TASK REQUIREMENTS —
Go line by line through the entries below and copy those containing the string "helmet".

PROVIDED DATA —
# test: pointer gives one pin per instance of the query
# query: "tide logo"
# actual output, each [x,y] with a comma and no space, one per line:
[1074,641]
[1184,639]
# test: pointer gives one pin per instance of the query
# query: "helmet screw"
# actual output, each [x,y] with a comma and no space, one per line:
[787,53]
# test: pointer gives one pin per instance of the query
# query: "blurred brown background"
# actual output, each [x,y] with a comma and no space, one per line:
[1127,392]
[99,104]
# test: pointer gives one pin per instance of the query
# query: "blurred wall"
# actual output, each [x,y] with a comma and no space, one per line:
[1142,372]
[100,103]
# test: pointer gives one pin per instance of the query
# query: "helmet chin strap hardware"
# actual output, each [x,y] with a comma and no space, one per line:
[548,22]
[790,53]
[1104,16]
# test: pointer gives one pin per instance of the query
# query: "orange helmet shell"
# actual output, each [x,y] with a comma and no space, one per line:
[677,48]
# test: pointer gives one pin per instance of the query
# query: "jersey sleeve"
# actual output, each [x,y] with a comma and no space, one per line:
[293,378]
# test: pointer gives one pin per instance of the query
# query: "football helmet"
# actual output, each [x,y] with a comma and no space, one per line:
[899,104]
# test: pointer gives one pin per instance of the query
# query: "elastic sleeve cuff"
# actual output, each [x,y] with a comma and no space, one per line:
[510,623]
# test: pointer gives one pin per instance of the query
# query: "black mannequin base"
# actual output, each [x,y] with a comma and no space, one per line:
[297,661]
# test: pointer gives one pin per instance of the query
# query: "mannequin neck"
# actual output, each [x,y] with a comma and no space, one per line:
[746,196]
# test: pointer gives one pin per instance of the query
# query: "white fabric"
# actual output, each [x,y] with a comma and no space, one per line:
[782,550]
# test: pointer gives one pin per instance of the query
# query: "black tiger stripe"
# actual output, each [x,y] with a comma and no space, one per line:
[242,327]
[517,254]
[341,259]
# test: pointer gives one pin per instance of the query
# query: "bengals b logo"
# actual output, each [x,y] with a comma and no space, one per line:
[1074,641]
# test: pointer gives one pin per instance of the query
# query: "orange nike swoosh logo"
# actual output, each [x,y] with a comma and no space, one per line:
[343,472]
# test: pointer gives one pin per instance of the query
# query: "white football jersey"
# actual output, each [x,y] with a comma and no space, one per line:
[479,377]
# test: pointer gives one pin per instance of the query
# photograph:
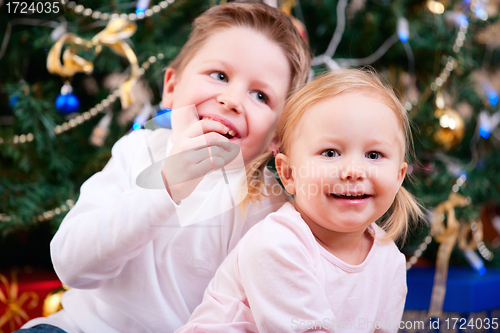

RESULT BELOW —
# query: "helmet screw"
# query: "helmet chin strap hardware"
# query: "orange helmet shell"
# query: "football helmet"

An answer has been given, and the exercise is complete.